[What you have to do] Extract every line starting at the line that contains "[find] the bicycle rear" and ending with the final line of the data, inclusive; give only those lines, word for word.

[Source data]
- - - -
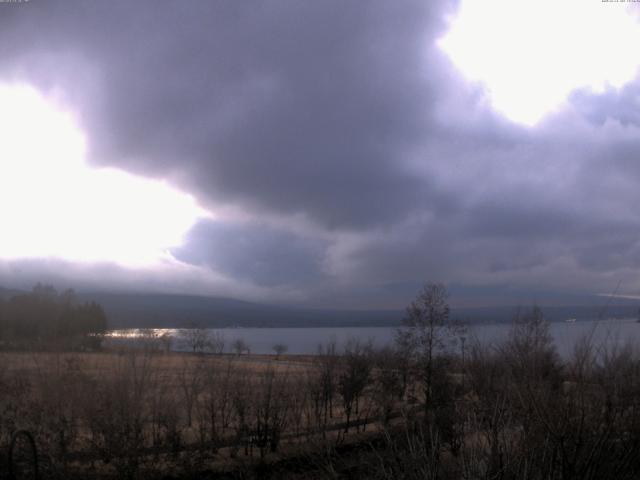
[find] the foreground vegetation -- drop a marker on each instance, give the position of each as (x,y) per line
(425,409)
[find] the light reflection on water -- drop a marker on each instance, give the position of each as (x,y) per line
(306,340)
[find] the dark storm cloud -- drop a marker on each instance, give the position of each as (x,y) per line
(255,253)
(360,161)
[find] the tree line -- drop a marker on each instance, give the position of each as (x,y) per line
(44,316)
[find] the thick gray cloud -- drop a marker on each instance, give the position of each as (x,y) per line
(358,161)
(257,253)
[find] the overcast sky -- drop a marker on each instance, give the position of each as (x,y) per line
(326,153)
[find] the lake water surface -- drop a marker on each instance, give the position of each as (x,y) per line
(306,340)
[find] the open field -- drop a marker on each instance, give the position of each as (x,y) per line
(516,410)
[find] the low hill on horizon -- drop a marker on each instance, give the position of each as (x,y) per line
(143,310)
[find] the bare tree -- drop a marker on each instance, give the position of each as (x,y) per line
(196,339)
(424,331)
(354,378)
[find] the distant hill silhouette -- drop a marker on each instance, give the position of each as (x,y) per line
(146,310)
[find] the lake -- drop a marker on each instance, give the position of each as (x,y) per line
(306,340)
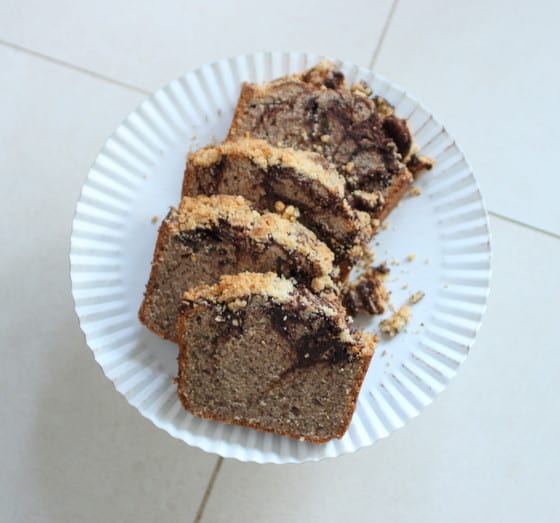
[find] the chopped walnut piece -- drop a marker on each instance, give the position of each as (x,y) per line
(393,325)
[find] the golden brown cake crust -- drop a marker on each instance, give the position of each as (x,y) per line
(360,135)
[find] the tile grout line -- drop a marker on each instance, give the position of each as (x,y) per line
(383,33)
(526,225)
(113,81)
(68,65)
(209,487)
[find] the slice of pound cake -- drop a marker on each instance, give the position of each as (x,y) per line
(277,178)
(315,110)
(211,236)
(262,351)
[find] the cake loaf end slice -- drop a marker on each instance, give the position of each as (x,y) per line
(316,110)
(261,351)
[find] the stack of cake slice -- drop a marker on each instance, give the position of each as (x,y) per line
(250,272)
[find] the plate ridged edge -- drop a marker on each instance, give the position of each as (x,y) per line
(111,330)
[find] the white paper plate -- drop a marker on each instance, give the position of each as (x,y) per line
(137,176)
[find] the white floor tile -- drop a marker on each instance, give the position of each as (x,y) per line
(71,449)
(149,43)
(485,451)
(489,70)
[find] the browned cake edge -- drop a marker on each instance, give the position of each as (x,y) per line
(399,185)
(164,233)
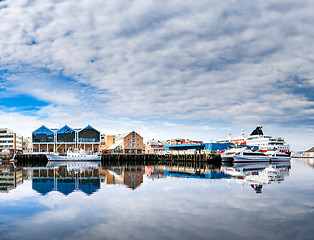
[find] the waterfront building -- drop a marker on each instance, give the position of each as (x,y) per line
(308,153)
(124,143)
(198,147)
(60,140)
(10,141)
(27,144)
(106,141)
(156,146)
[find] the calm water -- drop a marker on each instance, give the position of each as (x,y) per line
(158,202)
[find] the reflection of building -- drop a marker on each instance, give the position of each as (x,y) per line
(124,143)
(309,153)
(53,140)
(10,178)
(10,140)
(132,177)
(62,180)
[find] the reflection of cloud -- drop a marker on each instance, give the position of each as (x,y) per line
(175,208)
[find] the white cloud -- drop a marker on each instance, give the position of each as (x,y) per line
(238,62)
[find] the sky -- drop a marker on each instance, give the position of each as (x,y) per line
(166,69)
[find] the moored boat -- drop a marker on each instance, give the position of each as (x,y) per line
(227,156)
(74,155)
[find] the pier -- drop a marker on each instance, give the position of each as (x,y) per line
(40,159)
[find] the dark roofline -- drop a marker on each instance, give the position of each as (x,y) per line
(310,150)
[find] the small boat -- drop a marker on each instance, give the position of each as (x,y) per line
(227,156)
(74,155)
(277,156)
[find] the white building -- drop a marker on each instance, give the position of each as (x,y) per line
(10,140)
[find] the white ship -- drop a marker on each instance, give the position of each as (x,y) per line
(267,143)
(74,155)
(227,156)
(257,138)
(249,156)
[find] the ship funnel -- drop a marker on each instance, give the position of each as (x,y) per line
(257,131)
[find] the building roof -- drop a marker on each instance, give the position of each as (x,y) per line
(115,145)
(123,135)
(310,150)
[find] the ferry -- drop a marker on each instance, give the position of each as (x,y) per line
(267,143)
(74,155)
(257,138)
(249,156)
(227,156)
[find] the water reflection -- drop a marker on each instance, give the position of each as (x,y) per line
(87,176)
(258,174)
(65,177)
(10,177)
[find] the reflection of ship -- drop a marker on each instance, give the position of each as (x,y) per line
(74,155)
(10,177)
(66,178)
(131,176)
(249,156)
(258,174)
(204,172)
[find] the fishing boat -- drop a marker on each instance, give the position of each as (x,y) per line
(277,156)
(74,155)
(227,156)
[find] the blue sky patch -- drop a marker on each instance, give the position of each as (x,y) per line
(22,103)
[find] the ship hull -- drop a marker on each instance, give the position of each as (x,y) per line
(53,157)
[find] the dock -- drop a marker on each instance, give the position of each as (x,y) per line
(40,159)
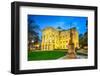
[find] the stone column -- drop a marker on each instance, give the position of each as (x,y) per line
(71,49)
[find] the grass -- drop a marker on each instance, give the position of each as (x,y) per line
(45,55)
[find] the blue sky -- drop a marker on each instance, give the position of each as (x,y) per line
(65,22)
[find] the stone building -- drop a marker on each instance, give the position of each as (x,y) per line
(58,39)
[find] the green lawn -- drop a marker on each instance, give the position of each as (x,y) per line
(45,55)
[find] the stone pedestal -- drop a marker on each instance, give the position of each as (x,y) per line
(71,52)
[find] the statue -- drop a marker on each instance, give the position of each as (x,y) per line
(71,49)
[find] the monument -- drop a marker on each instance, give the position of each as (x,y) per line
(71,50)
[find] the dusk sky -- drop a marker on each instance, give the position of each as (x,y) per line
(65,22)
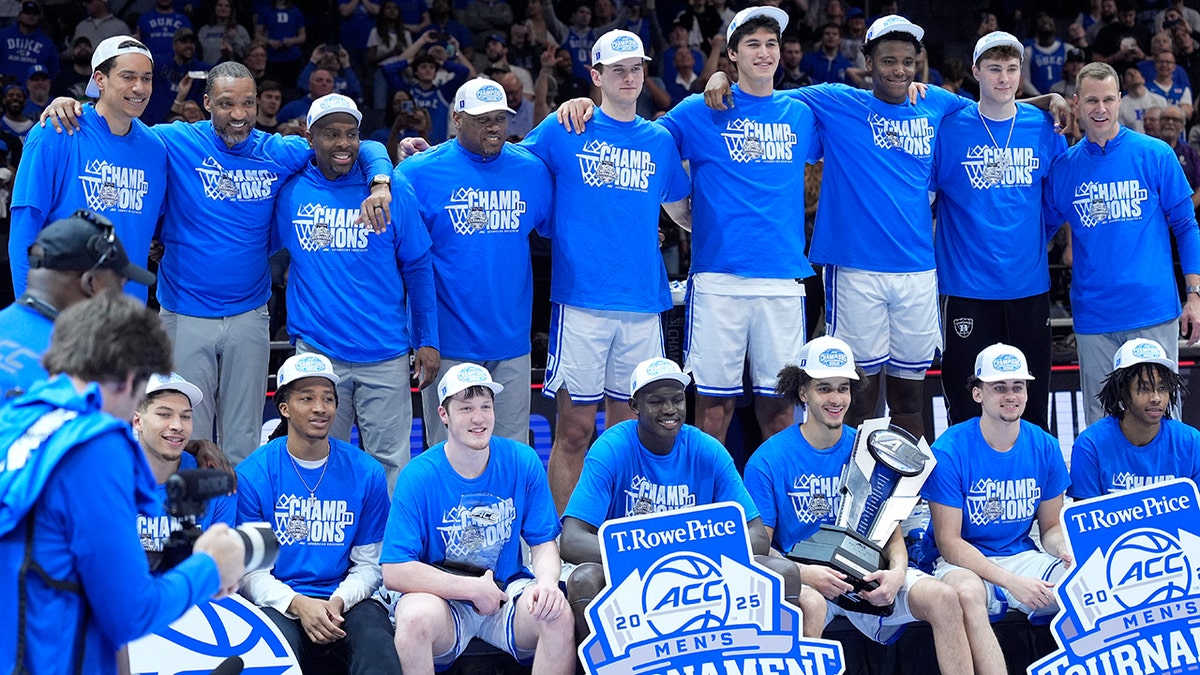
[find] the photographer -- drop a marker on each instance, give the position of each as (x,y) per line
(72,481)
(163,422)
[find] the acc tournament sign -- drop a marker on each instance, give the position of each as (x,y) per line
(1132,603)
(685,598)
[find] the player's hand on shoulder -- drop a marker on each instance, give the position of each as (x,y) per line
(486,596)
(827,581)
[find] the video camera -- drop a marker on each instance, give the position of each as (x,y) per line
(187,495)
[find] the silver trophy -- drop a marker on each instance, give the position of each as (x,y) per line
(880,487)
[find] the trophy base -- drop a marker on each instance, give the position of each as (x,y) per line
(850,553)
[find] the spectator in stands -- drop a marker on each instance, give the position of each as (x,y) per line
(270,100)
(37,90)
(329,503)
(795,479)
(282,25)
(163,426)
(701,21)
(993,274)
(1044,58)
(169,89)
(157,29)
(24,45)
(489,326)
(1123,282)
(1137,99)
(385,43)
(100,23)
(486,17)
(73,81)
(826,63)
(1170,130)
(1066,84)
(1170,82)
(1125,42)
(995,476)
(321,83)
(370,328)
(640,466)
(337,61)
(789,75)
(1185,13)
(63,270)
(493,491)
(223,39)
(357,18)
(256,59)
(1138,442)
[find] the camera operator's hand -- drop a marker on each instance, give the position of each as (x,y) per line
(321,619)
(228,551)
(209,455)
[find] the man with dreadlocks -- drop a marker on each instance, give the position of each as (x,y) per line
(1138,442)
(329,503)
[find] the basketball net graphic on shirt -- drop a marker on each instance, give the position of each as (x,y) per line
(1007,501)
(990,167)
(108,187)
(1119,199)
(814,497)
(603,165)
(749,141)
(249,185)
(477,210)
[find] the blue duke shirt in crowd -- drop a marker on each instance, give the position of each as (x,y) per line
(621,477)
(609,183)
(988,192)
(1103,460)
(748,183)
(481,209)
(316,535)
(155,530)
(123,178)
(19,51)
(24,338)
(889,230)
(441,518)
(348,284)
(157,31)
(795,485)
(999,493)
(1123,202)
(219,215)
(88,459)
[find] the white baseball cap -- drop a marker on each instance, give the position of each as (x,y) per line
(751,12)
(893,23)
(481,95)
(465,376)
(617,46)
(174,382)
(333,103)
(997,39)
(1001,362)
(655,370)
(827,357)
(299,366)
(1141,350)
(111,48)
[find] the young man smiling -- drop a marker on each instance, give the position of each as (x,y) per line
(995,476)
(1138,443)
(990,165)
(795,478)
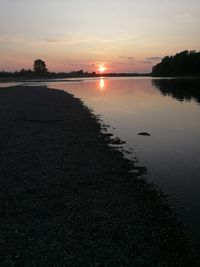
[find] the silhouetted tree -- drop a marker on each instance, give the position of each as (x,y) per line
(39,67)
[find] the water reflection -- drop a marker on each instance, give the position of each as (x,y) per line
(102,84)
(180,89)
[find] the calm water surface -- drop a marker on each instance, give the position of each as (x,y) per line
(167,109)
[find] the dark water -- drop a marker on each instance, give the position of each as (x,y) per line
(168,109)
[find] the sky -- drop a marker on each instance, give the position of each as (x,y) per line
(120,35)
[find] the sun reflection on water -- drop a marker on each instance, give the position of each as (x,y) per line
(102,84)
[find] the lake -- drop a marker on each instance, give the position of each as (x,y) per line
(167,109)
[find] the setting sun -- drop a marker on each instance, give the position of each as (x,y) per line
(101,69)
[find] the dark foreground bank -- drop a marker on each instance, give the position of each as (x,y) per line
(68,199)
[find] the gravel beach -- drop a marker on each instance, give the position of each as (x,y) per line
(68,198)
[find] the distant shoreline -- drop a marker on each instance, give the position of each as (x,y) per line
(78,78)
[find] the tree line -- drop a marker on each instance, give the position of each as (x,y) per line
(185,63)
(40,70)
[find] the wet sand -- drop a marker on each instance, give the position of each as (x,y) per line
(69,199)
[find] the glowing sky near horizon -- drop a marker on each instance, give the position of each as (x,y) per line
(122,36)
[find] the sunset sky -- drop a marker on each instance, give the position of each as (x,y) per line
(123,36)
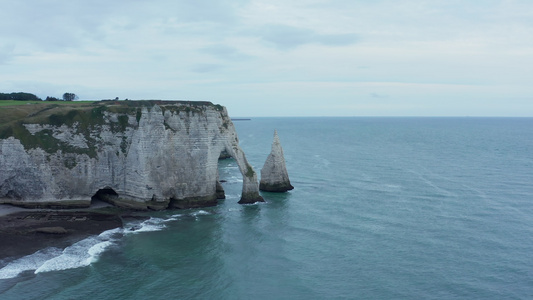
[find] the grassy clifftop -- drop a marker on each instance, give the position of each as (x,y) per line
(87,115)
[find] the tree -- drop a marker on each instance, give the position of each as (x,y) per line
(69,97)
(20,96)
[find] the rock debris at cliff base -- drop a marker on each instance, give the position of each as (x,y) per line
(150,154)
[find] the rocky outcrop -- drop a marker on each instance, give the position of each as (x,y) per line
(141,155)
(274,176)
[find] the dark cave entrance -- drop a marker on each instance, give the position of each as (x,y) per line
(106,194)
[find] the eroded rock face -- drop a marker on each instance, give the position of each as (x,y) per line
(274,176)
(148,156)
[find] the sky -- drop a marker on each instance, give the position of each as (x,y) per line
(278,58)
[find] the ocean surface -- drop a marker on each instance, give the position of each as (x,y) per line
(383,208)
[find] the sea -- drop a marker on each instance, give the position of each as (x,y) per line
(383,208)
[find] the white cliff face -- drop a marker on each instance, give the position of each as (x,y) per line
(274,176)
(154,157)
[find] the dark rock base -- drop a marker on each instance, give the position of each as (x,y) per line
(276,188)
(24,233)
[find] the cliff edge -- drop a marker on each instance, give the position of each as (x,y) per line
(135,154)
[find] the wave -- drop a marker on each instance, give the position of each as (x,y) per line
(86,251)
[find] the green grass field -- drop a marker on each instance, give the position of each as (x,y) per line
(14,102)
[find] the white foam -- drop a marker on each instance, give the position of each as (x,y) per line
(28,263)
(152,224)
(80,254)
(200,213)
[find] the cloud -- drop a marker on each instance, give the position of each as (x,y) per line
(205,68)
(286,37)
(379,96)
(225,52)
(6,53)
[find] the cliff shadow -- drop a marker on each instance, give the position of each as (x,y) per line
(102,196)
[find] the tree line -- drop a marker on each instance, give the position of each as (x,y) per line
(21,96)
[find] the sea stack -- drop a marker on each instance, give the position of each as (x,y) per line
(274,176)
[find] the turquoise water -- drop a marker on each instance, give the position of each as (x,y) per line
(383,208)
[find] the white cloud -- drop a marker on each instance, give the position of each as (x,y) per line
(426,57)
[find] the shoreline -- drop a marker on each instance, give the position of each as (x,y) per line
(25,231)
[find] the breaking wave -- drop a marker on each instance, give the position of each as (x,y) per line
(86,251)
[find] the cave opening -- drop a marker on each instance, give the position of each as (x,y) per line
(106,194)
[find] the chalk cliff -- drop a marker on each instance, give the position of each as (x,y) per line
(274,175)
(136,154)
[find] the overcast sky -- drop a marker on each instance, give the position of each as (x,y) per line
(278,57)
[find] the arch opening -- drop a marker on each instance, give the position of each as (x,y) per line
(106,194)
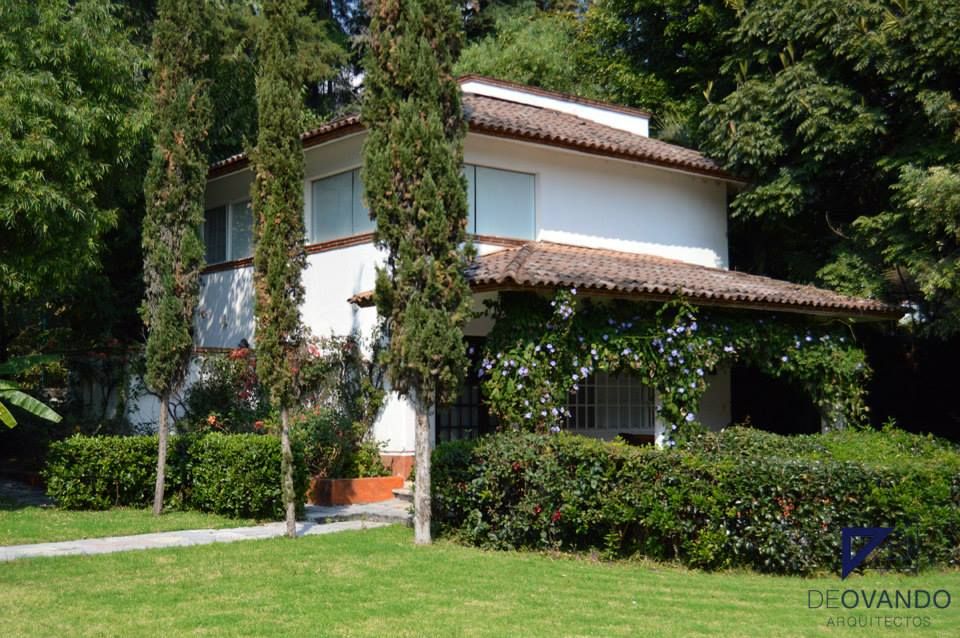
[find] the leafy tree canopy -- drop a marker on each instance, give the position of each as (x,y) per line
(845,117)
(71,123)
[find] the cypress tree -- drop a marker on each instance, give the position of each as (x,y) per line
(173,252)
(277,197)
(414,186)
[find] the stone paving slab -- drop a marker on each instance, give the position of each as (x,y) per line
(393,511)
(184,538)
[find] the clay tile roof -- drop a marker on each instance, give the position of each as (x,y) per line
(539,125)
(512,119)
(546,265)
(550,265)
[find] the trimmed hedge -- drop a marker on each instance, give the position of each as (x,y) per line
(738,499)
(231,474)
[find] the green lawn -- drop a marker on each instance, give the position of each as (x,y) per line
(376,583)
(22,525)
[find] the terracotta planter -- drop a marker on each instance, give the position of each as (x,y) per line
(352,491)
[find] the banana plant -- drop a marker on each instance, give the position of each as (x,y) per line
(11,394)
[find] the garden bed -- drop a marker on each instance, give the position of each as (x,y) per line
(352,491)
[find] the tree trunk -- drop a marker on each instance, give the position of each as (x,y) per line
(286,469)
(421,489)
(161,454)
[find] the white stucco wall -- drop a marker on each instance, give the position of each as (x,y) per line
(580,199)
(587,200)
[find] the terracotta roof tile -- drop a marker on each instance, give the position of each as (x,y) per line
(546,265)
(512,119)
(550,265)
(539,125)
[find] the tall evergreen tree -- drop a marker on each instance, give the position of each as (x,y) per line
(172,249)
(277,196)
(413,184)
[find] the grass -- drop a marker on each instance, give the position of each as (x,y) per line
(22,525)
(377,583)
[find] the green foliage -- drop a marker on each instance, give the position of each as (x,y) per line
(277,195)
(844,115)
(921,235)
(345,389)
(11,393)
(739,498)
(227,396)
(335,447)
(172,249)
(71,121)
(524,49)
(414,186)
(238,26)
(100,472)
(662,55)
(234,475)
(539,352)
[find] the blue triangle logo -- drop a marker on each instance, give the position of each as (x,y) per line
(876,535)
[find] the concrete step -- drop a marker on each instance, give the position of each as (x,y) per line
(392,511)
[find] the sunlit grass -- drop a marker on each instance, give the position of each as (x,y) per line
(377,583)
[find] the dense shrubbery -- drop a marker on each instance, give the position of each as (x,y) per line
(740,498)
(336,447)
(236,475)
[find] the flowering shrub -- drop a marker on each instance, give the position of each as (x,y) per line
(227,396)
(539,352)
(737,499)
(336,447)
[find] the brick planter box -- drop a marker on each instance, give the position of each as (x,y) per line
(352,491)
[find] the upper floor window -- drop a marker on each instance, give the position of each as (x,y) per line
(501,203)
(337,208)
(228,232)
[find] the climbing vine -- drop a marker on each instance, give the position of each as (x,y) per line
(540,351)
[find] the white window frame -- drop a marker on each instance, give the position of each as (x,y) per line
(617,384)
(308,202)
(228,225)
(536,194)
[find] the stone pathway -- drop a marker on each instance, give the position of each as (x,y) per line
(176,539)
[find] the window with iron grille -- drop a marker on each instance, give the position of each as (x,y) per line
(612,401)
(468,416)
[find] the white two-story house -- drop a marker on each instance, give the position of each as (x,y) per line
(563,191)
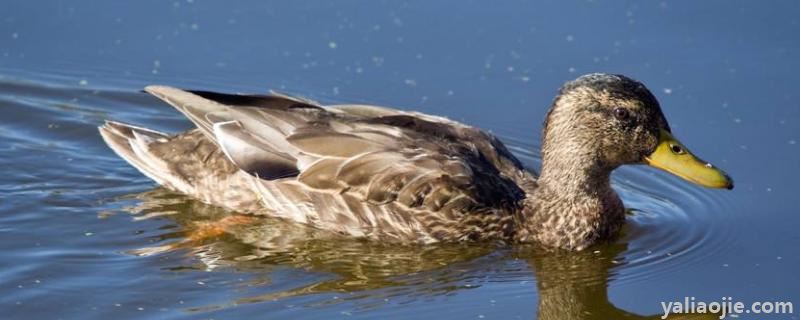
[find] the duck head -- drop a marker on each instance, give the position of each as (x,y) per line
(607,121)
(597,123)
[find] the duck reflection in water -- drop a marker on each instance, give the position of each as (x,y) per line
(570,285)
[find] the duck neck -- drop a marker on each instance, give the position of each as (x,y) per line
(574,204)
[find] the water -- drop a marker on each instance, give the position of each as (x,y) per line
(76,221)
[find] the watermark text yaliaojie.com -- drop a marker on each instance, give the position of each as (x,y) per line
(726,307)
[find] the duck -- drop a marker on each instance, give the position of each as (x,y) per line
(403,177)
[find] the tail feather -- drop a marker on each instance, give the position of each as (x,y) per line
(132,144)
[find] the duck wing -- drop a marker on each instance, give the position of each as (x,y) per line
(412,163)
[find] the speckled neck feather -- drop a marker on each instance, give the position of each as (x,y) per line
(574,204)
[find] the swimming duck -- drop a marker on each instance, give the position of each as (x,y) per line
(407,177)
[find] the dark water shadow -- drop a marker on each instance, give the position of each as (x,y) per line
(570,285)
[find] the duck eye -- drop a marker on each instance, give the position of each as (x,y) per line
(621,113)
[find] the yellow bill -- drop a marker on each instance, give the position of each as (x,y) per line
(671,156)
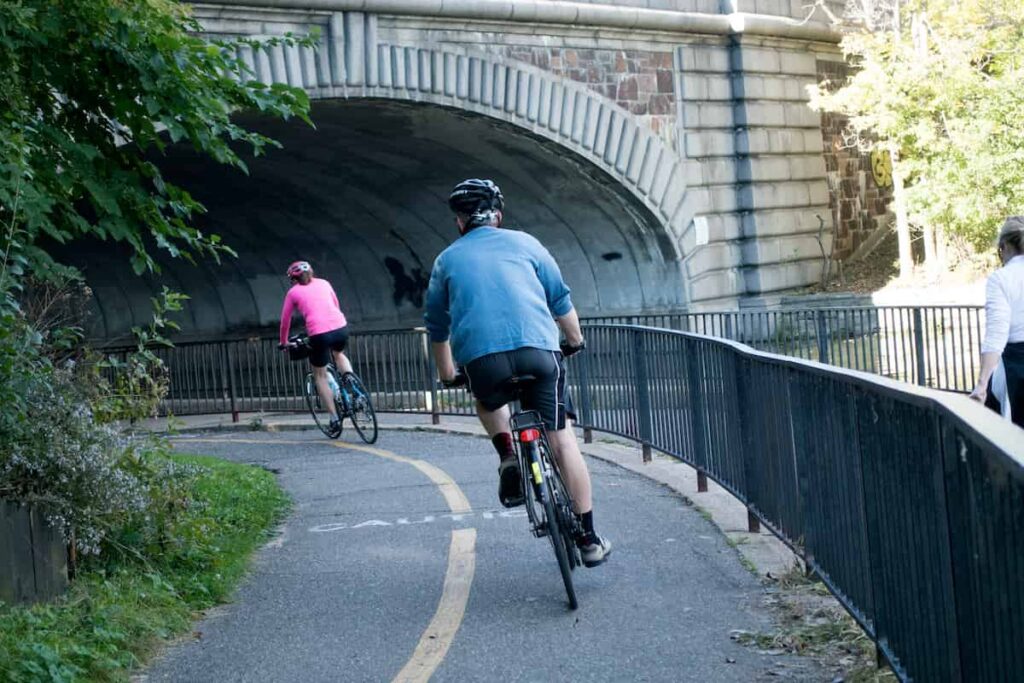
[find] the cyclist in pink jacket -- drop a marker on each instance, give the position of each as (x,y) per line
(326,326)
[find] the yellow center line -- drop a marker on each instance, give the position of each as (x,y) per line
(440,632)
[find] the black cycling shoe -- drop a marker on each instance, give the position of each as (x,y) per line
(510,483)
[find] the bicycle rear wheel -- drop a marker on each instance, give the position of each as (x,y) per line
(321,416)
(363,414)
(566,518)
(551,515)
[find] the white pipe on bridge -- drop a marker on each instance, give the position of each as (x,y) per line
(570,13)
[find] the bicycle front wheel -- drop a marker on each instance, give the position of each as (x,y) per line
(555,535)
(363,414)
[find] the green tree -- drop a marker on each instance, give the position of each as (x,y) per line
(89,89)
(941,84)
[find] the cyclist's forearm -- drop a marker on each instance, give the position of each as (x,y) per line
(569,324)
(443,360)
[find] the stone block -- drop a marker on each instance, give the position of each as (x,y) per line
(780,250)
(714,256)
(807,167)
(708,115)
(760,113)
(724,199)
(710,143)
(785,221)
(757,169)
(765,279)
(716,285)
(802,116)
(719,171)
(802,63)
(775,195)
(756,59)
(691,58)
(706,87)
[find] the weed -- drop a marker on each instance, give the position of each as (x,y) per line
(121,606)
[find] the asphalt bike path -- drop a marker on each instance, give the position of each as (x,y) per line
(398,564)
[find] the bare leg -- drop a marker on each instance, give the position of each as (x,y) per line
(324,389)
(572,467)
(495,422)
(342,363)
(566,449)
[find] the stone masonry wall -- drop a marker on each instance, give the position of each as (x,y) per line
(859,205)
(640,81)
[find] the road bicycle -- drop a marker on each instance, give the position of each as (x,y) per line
- - - -
[Answer below]
[find] the bicycle rear wheel -- drop a marker on each instance, give the position of each as (x,y) per line
(321,416)
(363,414)
(566,518)
(551,515)
[find] the white pipe on bridge -- drop a marker on each instance, give the position of each as (x,y) per line
(570,13)
[find] the bicycle front wheel -- drop a marker on each instance, give the position of each as (x,y) per line
(555,535)
(363,414)
[find] the green tree -- drop a marker on each instance, give the position of each as (x,y) per line
(89,89)
(941,84)
[find] the cyclist's forearm -- drop a marker on each instance, give the position of each as (x,y) per line
(569,324)
(443,360)
[find] the stone block -- drop a marker on each instance, give the position of each as (x,y) per line
(780,250)
(714,256)
(807,167)
(708,115)
(760,113)
(724,199)
(710,143)
(785,221)
(757,169)
(765,279)
(716,285)
(802,116)
(719,171)
(802,63)
(775,195)
(756,59)
(691,58)
(706,87)
[find] the weed -- drop a marker on each instance, give the position of each as (x,y) per line
(121,606)
[find] the asphalt bike path -- drop a marker on each instance, give the position of each as (x,y) per line
(398,564)
[find] the bare leg -- drop a marker on each instance, give the position of each as (x,y) per line
(324,389)
(572,467)
(495,422)
(342,363)
(566,449)
[find] the stone masonry wall -- drop a marker on each instance, give the position of each as (x,y) per line
(859,205)
(640,81)
[find] the road bicycle -- drop a marker on each instance, give the position of each as (x,y) per line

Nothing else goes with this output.